─── Text shown ───

Chapter 15: Quiz Review
Excess reserves are equal to
actual reserves minus required reserves.
The major claims on a commercial bank's balance sheet are
checkable deposits.
In a fractional reserve system, deposit insurance
guarantees that depositors will always get their money, avoiding bank runs.
If you deposit a $50 bill in a commercial bank that has a 10 percent legal reserve requirement, the bank will:
have $45 of additional excess reserves.
A bank that has assets of $85 billion and a net worth of $10 billion must have:
liabilities of $75 billion.
Suppose that Third National Bank has reserves of $20,000 and checkable deposits of $200,000. The reserve ratio is 10 percent. The bank sells $10,000 in securities to the Federal Reserve Bank in its district, receiving a $10,000 increase in reserves in return. What level of excess reserves does the bank now have?
$10,000 Calculate checkable deposits: (200,000 + 0 = 200,000) *(Liabilities didn't change) Calculate Required Reserves: (.10 x 200,000 = 20,000) Calculate Actual Reserves: (20,000 + 10,000 = 30,000) Calculate Excess Reserves: AR - RR = ER 30,000 - 20,000 = 10,000
A commercial bank has $100 million in checkable-deposit liabilities and $12 million in actual reserves. The required reserve ratio is 10 percent. How big are the bank's excess reserves?
$2 million
Suppose that the Fed has set the reserve ratio at 10 percent and that banks collectively have $2 billion in excess reserves. What is the maximum amount of new checkable-deposit money that can be created by the banking system?
$20 billion
Suppose that Serendipity Bank has excess reserves of $8,000 and checkable deposits of $150,000. If the reserve ratio is 20 percent, what is the size of the bank's actual reserves?
$38,000 (.20 x 150,000 = 30,000) = Required reserves Excess reserves + Required reserves = Actual Reserves (8,000 + 30,000 = 38,000)
Use the following balance sheet for the ABC National Bank in answering the question. Assume the required reserve ratio is 20 percent. Refer to the data. This commercial bank has excess reserves of:
$5,000.
Assume the Continental National Bank's balance statement is as follows: Reserves = $40,000 Loans = $25,000 Securities = $110,000 Checkable Deposits = $130,000 Stock Shares = $45,000 Assuming a legal reserve ratio of 20 percent, how much in excess reserves would this bank have after a check for $10,000 was drawn and cleared against it?
$6,000.
Third National Bank has reserves of $20,000 and checkable deposits of $100,000. The reserve ratio is 20 percent. Households deposit $10,000 in currency into the bank and that currency is added to reserves. What level of excess reserves does the bank now have?

─── Data shown ───

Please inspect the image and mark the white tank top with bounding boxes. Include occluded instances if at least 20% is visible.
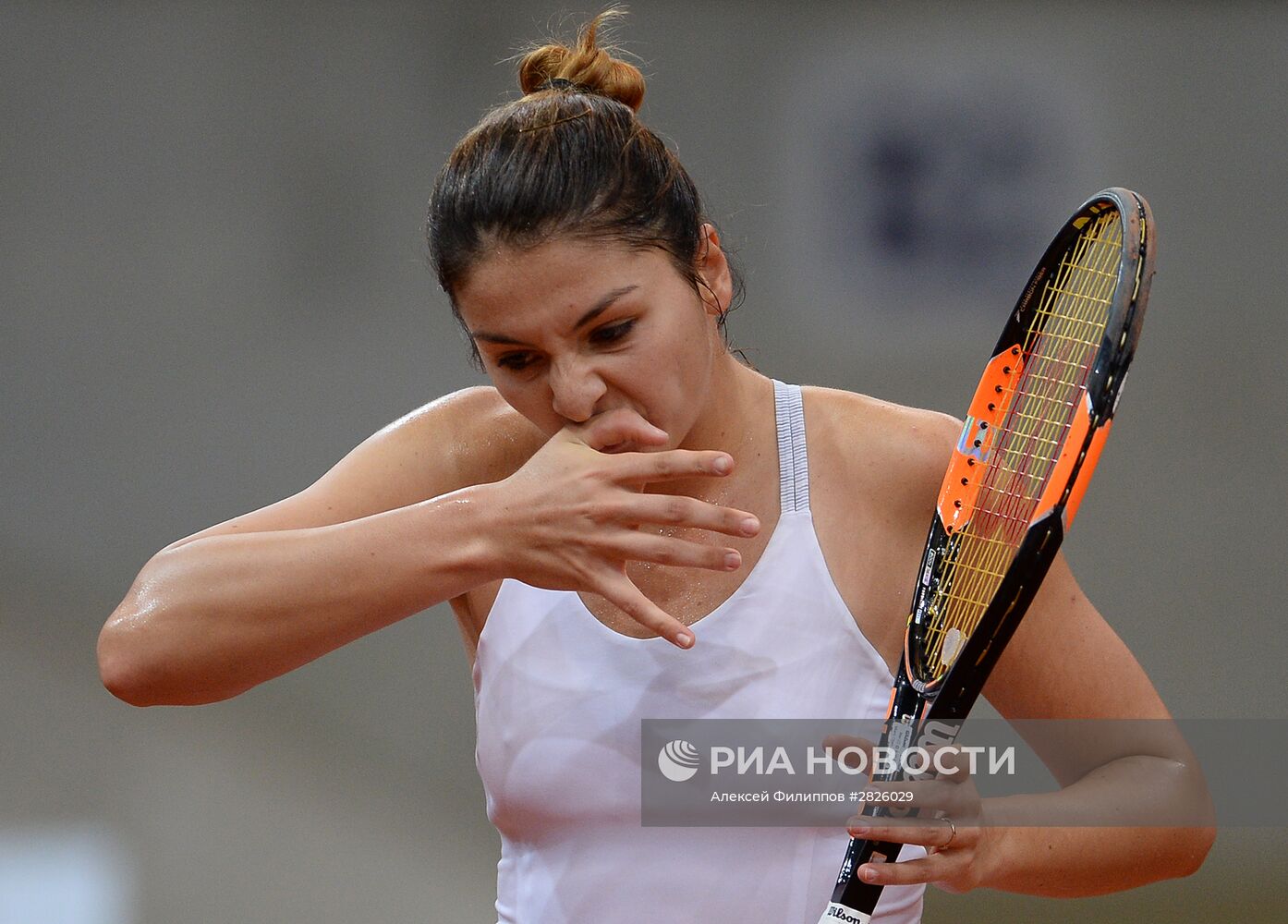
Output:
[474,382,923,924]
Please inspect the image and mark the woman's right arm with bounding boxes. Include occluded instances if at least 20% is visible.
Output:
[98,389,747,706]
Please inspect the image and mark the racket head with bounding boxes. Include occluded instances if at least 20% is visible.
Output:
[903,187,1155,696]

───

* [Complete the following]
A) Using the quiz review above, answer:
(i) What are the major claims on a commercial bank's balance sheet?
(ii) What liabilities must a bank with assets of $85 billion and a net worth of $10 billion have?
(iii) What is the size of Serendipity Bank's actual reserves?
B) From the quiz review, output the stretch from "Assume the Continental" through "reserves. What level of excess reserves does the bank now have?".

* [Solution set]
A)
(i) Checkable deposits.
(ii) $75 billion.
(iii) $38,000.

B)
Assume the Continental National Bank's balance statement is as follows: Reserves = $40,000 Loans = $25,000 Securities = $110,000 Checkable Deposits = $130,000 Stock Shares = $45,000 Assuming a legal reserve ratio of 20 percent, how much in excess reserves would this bank have after a check for $10,000 was drawn and cleared against it?
$6,000.
Third National Bank has reserves of $20,000 and checkable deposits of $100,000. The reserve ratio is 20 percent. Households deposit $10,000 in currency into the bank and that currency is added to reserves. What level of excess reserves does the bank now have?